* **AIM OF THE TASK**: Reproduce every line of the rows below, requests included, but multiply each bounding-box coordinate in the answers by 1.2 and round to the nearest whole number, with halves rounded up. Leave the requests unchanged and omit the pictures.

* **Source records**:
%%
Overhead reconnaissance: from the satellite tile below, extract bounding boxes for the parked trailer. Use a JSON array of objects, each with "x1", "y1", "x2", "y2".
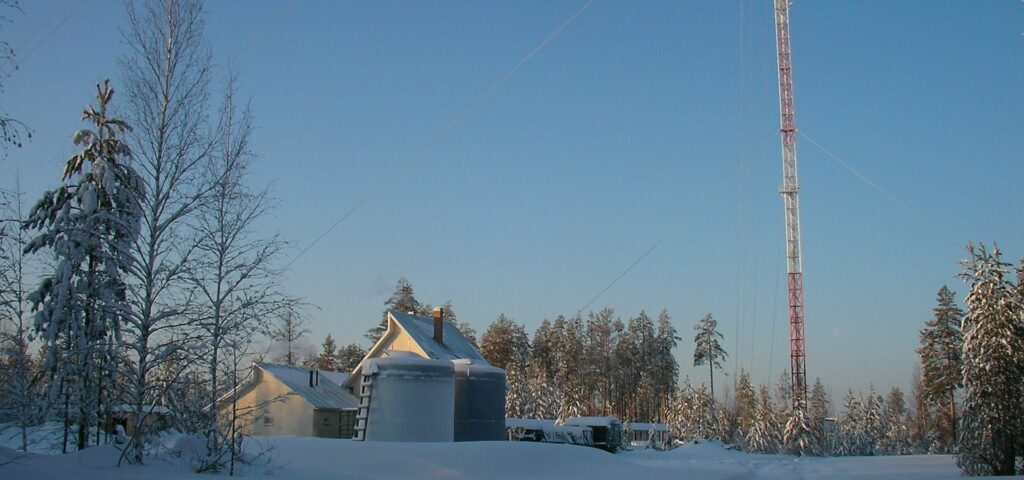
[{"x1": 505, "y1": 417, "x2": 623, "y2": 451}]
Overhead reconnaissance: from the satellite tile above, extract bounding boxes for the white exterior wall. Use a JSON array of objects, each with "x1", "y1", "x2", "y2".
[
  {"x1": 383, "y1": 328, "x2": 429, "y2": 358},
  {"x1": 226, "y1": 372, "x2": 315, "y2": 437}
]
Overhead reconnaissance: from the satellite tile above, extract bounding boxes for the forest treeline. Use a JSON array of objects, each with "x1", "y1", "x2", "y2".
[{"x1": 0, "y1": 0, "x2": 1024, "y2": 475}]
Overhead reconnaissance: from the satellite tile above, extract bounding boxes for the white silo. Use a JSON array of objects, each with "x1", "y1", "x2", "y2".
%%
* **REPLY TO THE EXERCISE**:
Overhead reconnaissance: from the satellite tile below, extract bounding boxes for the parked trailer. Use a JSON array of objects, each with "x1", "y1", "x2", "y2".
[{"x1": 606, "y1": 500, "x2": 748, "y2": 541}]
Overhead reconnaissance: from the satellite tile above, extract bounding boxes for the white exterior wall. Use a JSON array of objects, each with "x1", "y1", "x2", "y2".
[
  {"x1": 460, "y1": 394, "x2": 515, "y2": 430},
  {"x1": 271, "y1": 446, "x2": 378, "y2": 524}
]
Overhead reconnaissance: from the satellite tile above, extract bounding boxes for the forest treeline. Use a JSON array of objects, each with "x1", "y1", "x2", "y2".
[{"x1": 0, "y1": 0, "x2": 1229, "y2": 570}]
Overhead reconnaissance: from the satellite tile above, extract bounding boxes for the white silo. Use a JSON array of objects, each with "x1", "y1", "x2", "y2".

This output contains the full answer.